## EXERCISE BRIEF
Locate each line in the listing below that contains the string "dish", treating uppercase and lowercase as different, and copy those lines.

[Object position labeling entries]
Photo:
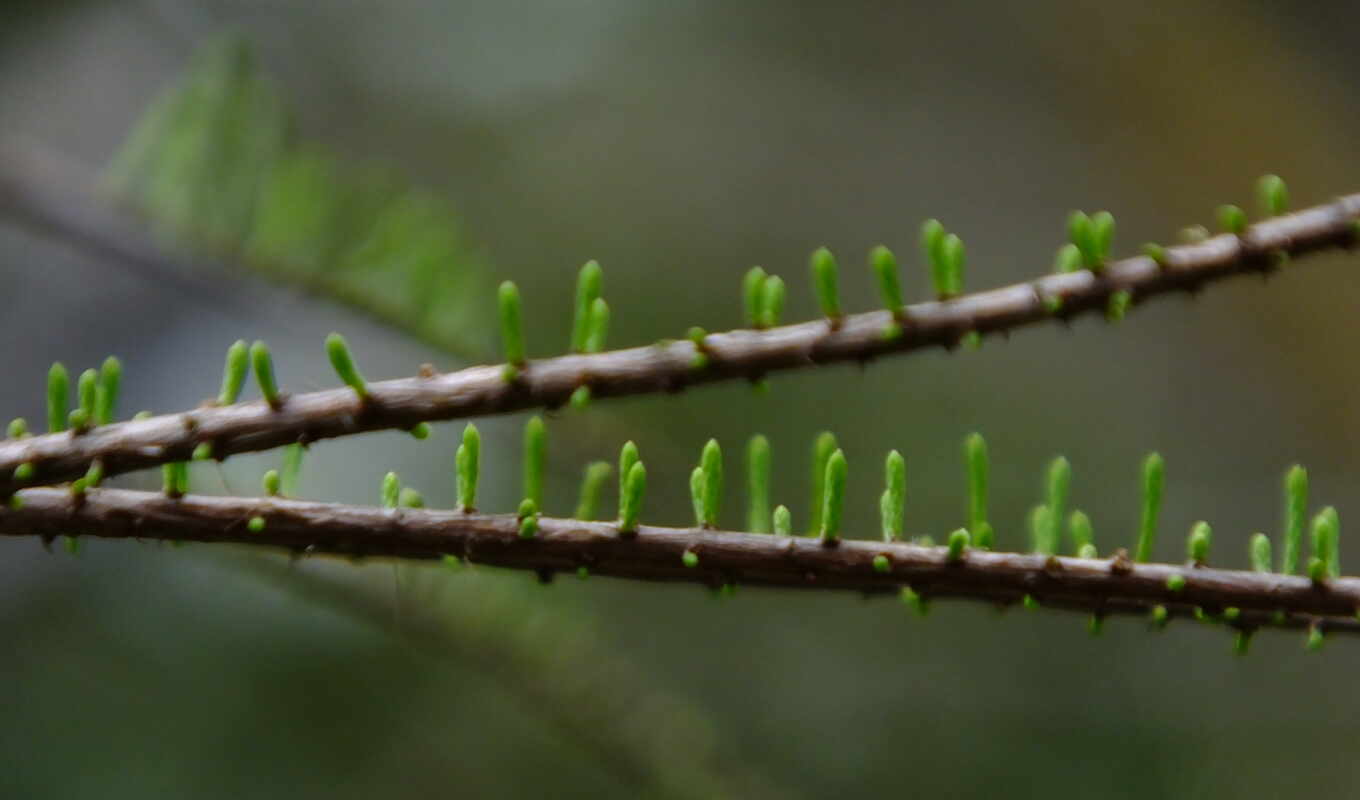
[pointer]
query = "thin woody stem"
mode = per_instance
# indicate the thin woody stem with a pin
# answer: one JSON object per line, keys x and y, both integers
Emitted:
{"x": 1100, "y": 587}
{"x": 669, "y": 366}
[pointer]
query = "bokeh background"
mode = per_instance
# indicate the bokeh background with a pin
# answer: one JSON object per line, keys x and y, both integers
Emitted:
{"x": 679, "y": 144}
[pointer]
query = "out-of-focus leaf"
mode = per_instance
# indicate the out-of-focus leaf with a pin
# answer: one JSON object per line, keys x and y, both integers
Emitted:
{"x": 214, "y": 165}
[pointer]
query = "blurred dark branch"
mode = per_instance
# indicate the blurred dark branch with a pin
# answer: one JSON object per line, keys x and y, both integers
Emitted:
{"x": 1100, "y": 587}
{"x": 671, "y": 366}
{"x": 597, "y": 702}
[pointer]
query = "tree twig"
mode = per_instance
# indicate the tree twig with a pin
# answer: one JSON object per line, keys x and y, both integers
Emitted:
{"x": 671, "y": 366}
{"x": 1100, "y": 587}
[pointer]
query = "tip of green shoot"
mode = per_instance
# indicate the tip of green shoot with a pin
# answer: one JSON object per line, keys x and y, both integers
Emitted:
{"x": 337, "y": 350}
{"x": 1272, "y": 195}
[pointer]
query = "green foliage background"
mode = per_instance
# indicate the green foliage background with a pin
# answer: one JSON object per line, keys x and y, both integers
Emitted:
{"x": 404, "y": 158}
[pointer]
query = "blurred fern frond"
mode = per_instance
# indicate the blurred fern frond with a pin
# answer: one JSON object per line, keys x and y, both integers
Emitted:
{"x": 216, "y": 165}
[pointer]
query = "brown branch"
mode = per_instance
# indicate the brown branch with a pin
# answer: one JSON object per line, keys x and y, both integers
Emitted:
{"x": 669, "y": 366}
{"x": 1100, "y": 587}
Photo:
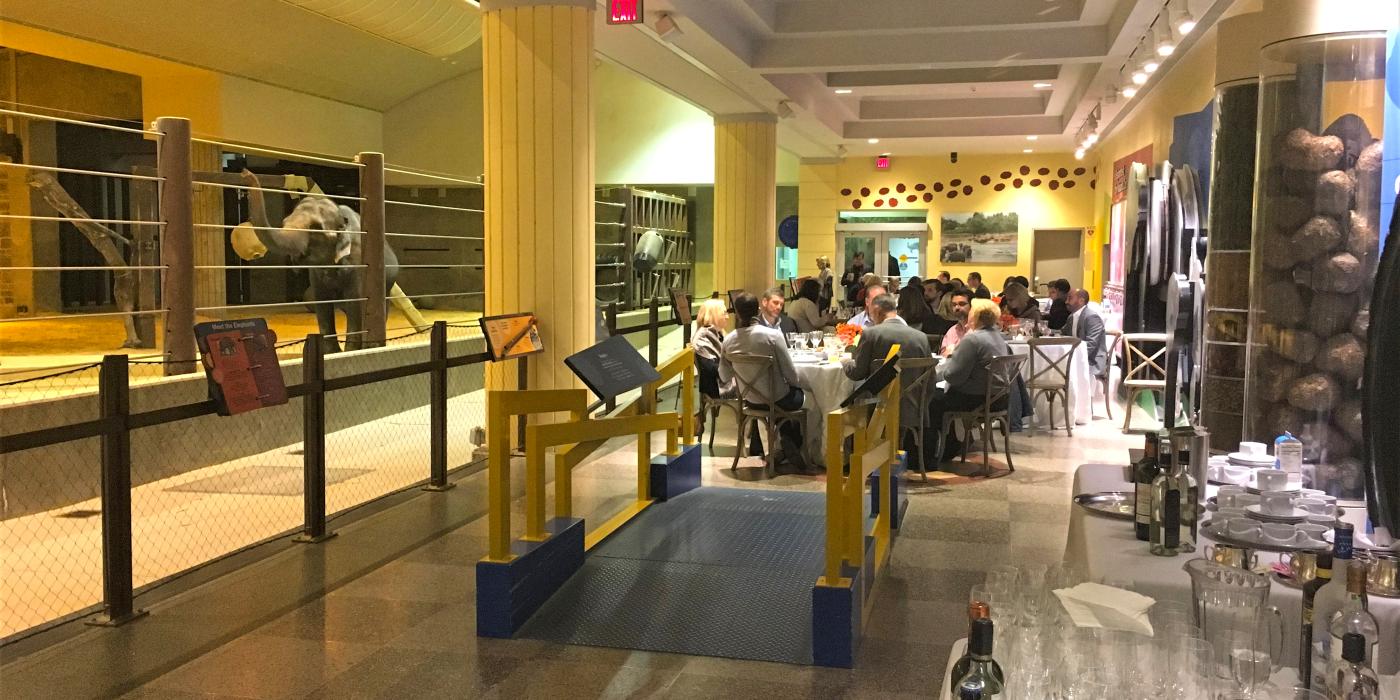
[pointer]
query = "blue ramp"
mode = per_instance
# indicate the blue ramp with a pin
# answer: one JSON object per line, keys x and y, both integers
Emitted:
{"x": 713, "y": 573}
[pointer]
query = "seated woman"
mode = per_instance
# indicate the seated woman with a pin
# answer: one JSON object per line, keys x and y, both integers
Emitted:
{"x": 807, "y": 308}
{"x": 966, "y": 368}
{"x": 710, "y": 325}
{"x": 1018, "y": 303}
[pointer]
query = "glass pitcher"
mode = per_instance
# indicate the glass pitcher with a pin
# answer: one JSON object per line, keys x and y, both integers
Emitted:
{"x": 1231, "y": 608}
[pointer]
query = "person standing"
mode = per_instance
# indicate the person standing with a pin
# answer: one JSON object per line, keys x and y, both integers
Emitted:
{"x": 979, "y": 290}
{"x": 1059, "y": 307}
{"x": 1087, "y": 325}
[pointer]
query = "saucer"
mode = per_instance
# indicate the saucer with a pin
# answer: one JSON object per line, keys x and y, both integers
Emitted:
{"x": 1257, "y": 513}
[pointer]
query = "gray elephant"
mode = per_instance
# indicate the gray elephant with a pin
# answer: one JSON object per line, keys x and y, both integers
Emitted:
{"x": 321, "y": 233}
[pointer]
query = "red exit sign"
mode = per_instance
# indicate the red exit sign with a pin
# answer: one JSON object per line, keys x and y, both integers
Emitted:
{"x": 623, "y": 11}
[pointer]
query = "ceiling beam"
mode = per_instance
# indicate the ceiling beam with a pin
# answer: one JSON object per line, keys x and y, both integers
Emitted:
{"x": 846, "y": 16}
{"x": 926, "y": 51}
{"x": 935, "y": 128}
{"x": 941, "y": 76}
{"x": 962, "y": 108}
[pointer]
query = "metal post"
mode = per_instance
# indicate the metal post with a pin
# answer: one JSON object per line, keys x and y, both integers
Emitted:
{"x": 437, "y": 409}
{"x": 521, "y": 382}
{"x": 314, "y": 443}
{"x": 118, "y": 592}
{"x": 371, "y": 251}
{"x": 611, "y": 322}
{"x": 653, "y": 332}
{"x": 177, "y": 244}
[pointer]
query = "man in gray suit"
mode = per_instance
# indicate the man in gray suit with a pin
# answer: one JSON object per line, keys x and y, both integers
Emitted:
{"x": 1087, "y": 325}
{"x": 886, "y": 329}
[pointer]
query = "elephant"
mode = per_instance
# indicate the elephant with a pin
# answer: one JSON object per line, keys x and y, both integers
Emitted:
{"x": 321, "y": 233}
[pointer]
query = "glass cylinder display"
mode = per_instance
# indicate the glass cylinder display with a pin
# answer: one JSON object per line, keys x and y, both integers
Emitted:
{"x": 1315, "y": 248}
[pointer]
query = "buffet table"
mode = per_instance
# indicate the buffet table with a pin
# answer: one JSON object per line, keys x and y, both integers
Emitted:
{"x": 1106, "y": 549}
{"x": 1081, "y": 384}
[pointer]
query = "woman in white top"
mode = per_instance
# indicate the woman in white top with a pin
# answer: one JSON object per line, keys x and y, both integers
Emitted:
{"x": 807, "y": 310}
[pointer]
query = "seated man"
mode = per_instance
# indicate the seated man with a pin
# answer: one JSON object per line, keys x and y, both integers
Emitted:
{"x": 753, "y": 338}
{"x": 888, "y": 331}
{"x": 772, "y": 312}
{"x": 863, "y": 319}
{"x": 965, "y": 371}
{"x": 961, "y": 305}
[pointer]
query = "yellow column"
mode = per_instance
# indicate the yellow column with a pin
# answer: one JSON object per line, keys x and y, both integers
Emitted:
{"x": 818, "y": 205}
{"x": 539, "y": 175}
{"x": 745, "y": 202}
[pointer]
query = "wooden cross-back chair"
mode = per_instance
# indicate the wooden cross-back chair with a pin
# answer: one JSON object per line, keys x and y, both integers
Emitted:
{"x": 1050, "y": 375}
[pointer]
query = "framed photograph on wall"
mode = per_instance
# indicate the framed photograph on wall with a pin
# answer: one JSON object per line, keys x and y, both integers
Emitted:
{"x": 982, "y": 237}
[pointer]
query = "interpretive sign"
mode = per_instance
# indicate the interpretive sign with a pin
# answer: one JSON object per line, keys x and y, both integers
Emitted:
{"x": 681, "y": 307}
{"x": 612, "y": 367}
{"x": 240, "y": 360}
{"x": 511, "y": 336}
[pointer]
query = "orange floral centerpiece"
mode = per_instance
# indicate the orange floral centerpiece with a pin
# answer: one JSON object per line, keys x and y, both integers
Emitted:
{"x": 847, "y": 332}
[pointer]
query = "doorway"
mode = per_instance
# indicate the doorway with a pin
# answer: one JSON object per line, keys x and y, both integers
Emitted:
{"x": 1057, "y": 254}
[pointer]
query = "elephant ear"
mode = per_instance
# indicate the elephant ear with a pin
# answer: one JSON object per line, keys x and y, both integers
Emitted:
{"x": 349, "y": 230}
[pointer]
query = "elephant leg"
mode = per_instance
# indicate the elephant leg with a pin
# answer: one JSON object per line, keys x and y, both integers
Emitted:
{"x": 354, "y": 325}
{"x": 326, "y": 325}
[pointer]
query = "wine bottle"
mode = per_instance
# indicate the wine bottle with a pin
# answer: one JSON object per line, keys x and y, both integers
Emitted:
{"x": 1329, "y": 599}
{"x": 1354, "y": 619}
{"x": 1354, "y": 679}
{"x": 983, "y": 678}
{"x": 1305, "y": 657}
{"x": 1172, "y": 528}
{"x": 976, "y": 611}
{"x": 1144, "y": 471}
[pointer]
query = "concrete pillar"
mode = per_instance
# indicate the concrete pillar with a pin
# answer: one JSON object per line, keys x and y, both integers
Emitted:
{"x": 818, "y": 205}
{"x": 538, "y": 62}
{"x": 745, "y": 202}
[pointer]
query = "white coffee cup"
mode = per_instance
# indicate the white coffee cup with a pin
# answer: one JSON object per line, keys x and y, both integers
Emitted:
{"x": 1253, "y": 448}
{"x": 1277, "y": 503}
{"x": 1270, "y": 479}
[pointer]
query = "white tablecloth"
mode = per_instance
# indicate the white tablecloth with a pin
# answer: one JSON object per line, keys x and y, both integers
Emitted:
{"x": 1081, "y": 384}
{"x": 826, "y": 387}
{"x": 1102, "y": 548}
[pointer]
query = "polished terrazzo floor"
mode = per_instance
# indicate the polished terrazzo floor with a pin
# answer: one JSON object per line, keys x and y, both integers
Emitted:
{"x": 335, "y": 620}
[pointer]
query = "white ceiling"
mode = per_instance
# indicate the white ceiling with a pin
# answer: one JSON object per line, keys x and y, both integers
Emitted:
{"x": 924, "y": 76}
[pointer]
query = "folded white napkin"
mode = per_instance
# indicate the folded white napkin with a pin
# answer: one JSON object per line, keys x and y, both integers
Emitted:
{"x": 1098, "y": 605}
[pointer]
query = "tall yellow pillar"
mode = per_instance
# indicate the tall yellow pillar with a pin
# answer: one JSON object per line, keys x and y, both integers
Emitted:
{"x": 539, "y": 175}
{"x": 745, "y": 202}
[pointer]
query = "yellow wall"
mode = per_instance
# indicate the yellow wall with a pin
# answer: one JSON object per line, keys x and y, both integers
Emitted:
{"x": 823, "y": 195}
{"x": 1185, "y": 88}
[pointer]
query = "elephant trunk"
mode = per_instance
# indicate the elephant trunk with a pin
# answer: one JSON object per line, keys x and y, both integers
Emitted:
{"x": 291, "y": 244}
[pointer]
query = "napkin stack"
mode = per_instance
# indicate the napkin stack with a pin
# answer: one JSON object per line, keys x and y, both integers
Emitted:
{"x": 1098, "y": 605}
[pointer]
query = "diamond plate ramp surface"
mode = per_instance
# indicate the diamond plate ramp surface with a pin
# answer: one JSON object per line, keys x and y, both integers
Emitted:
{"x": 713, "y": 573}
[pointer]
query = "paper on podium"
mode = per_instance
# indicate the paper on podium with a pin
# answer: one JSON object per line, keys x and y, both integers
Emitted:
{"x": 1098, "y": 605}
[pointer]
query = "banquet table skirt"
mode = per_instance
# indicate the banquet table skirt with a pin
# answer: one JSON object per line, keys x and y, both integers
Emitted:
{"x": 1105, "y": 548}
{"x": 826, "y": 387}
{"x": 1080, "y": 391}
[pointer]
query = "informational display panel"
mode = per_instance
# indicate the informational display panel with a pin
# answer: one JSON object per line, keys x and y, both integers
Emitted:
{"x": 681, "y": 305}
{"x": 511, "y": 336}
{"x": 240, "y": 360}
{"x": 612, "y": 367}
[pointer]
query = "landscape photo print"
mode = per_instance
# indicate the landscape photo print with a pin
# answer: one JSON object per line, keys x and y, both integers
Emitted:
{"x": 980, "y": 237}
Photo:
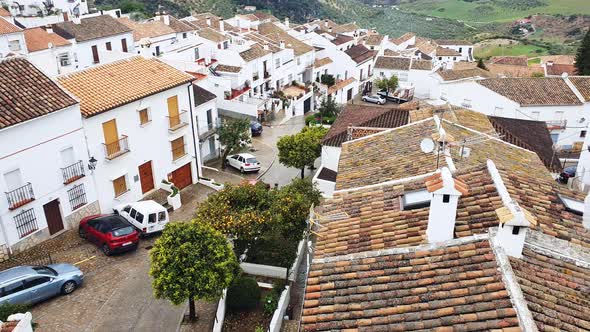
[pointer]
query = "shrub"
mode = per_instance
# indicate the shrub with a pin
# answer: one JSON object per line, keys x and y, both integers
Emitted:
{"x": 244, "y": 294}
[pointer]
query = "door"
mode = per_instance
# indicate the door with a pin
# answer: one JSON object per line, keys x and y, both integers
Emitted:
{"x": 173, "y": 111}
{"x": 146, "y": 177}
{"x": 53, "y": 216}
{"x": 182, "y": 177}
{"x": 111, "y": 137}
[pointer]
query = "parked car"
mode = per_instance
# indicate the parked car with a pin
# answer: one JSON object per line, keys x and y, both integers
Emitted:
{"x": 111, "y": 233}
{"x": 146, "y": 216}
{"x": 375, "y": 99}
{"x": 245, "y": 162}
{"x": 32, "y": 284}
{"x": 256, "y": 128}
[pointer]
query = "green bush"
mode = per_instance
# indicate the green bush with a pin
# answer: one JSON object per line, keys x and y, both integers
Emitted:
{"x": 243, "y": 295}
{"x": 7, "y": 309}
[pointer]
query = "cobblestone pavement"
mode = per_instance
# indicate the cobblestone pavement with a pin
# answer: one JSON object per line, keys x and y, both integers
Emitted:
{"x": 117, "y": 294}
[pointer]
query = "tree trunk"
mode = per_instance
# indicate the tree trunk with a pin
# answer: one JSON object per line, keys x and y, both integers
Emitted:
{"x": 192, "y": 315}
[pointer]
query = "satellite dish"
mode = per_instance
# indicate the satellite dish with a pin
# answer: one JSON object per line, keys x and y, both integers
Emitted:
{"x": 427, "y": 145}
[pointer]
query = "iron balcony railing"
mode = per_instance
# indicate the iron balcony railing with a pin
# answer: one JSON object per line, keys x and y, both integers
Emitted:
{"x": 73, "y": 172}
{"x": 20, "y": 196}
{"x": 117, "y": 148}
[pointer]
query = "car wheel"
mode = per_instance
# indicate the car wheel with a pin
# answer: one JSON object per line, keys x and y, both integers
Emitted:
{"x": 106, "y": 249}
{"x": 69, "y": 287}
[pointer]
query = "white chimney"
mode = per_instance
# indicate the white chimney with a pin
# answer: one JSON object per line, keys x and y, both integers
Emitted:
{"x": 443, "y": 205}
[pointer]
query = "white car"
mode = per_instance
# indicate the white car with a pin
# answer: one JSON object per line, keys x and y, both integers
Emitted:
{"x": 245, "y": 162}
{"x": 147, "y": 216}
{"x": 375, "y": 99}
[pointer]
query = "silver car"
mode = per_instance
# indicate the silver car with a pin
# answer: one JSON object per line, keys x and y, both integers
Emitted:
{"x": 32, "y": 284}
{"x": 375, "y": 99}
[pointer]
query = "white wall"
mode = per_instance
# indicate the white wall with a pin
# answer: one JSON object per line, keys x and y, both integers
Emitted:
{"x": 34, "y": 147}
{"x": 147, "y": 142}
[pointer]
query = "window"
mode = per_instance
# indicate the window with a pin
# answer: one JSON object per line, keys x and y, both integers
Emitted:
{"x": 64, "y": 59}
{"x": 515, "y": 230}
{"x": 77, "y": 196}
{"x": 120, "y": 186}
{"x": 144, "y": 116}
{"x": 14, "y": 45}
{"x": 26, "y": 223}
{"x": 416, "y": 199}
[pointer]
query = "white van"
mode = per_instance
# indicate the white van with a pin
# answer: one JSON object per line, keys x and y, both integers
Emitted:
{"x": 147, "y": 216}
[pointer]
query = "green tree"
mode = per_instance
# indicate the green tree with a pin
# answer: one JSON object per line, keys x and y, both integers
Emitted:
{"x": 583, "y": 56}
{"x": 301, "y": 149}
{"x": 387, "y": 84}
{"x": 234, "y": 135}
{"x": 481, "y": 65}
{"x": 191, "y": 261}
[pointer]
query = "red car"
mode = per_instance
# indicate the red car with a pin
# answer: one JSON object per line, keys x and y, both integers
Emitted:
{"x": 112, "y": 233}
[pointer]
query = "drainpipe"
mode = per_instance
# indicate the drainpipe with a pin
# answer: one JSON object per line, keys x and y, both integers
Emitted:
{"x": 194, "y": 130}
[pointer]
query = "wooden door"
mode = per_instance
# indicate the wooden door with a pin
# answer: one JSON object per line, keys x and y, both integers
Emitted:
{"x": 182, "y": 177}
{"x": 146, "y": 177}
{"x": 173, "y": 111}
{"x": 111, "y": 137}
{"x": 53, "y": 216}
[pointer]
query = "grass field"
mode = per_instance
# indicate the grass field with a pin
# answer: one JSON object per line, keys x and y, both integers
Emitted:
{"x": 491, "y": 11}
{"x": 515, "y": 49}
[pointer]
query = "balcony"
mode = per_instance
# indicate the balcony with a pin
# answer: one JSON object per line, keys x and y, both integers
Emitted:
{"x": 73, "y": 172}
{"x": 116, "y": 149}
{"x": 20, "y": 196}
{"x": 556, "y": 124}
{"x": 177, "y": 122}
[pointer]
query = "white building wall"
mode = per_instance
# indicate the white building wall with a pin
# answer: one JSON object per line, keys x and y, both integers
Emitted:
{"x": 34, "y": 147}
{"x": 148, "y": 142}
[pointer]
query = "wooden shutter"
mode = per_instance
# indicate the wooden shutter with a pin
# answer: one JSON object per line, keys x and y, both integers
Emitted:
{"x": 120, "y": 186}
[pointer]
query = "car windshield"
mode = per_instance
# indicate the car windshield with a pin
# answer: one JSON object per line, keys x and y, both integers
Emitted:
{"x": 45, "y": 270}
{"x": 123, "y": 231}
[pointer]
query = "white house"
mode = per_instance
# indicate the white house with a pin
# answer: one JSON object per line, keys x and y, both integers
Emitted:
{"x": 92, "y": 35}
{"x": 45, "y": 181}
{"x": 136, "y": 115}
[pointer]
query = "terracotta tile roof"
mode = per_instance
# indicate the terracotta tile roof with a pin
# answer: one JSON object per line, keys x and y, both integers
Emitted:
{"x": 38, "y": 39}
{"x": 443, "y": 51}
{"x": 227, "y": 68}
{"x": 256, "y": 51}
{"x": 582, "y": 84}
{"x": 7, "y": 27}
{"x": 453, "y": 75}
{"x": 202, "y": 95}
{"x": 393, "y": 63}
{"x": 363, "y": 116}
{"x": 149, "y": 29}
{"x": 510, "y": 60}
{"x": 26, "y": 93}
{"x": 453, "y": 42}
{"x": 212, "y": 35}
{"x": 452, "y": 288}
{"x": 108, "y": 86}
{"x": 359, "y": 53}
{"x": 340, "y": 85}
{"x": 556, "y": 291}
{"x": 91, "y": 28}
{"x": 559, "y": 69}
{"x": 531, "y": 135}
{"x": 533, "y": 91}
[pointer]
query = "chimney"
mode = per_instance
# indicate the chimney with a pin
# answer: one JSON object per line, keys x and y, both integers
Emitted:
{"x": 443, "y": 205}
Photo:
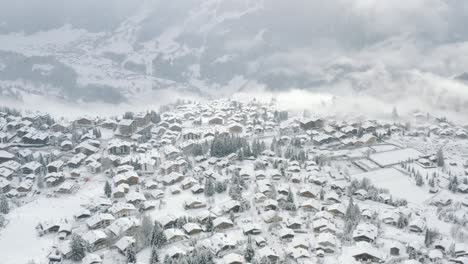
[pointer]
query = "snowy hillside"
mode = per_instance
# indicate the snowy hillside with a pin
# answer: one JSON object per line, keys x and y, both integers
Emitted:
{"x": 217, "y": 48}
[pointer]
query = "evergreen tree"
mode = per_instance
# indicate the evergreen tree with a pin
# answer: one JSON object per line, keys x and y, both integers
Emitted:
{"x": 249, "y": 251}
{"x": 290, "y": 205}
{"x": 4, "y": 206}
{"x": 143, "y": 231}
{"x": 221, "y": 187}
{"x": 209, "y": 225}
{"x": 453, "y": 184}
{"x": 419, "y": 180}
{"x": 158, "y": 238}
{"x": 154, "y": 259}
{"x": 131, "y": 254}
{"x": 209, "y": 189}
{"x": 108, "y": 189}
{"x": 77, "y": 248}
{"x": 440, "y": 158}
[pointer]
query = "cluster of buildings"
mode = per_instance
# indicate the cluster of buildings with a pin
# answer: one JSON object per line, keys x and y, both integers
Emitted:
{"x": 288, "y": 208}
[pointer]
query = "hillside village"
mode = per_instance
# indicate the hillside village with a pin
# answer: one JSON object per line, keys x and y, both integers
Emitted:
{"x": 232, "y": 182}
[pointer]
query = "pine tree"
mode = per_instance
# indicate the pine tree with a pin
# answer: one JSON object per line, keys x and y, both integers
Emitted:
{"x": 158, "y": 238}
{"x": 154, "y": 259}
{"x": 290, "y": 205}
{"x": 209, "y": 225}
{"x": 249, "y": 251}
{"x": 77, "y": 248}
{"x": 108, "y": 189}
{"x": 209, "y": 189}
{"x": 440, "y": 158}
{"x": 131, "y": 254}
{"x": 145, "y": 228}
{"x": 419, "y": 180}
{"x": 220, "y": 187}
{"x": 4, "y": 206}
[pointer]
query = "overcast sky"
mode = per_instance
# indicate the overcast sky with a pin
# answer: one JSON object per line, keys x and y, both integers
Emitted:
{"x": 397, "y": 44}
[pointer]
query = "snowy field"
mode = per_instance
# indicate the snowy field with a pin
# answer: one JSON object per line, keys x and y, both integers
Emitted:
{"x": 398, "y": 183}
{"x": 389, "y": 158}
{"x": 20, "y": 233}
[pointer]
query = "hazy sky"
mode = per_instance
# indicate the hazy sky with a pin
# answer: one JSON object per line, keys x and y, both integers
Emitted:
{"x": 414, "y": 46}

## RESULT FOR THIS EXERCISE
query = "satellite dish"
# indicate the satellite dish with a pin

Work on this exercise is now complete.